>> BEGIN DATA SUPPLIED
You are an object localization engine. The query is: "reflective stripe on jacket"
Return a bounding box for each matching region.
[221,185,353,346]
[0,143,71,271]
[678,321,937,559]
>> END DATA SUPPLIED
SET TASK — Copy the data above line for line, changing nothing.

EXERCISE SOLUTION —
You are an object localization engine. The query is: "reflective stripe on jacket"
Return a bounding box for each matching region.
[221,185,353,346]
[0,143,71,271]
[678,321,937,559]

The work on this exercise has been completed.